*** TEXT EXCERPT ***

Dissenting Opinion by Presiding Justice Dan M. Lee on Denial of Rehearing March 10, 1994.

PITTMAN, Justice, for the Court:

This is an appeal from the Warren County Chancery Court, Special Chancellor H. Gerald Hosemann presiding, wherein the Guardianship of Maurice Kendall Washington sought an accounting from the two attorneys who had represented the Guardianship in a medical malpractice action. A default judgment was entered against one of the attorneys, Douglas Barfield, after he failed to answer or otherwise make an appearance in the suit. The trial court found that Barfield had individually acted in such a way as to justify the imposition of punitive damages against him, but that the other attorney and appellant, W.B. Duggins, had not. The October 31, 1990, judgment of the trial court was later amended on December 17, 1990.


Maurice Kendall Washington, a minor at the tender age of five, suffered an injury to his left eye while playing with a friend. It was never determined what exactly struck his eye, but it was suspected that a rock was the culprit. Maurice immediately told his parents, Mary B. Huntley and Willie Washington, of his injury whereupon his parents drove him to the Kuhn Memorial Hospital emergency room for treatment. The staff physician on duty examined Maurice and told his parents that Maurice needed to be seen by Dr. John Ederington, an ophthalmologist in Vicksburg. Throughout Dr. Ederington's two week treatment of Maurice's injury, his vision in his left eye continued to deteriorate, resulting in permanent corneal staining. After becoming dissatisfied with Dr. Ederington's inability to cure Maurice, his parents took him to Dr. Donald Hall for treatment. After examining Maurice, Dr. Hall immediately referred his parents to physicians at University Medical Center in Jackson. Following several surgeries to reduce the interocular pressure, it was determined that Maurice had less than fifteen percent use of his eye's optimal range.

*** RAW DATA ***

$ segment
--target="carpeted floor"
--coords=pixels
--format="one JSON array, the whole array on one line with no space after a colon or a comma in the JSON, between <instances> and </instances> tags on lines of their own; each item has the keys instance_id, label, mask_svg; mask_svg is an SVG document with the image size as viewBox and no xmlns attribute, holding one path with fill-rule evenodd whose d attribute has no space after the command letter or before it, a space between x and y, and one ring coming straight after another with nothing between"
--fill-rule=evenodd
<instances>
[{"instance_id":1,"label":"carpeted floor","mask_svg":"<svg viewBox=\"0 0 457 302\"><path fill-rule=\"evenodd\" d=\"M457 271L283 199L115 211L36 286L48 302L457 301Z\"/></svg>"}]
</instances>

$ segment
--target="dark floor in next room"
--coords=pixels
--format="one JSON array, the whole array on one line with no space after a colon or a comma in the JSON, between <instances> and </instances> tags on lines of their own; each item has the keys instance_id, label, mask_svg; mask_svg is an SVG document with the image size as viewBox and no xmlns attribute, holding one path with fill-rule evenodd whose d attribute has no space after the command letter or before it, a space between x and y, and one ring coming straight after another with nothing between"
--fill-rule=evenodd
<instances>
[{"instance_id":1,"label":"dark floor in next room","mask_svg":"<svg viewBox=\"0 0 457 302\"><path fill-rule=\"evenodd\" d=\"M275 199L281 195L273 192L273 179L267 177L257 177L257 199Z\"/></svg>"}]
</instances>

***

● **REQUIRED ACTION**:
Continue the court opinion on the Washington guardianship from the point where it stops. The records are separate material and have nothing to do with the court opinion.

● **ANSWER TO THIS PROBLEM**:
On August 11, 1987, Maurice's parents went to the law offices of W.B. Duggins to enlist his services in pursuing a medical malpractice claim against Dr. Ederington. Duggins had represented Mary Huntley's uncle in the past and it was he who recommended Duggins to Mary and Willie. Following an initial consultation, Duggins agreed to represent the family and a contract for legal services was then signed. This employment contract provided that Duggins would receive the following percentages as compensation: 33 1/3% of recovery if the case was settled before suit was filed; 40% of recovery if the case was settled after suit was filed but before trial; and 50% of recovery if the case proceeded to trial and judgment was rendered. The contract also gave Duggins the right to employ additional counsel, in his sole discretion, at no additional expense to the clients.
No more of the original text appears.